Stored records:
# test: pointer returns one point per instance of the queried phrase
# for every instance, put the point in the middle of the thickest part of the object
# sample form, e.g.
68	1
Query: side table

Your instructions: Copy all of the data exactly.

Answer below:
# test: pointer returns one point per instance of the queried phrase
# for every instance, put the point in the middle of the thickest part of the object
# sample form, e.g.
68	1
Query: side table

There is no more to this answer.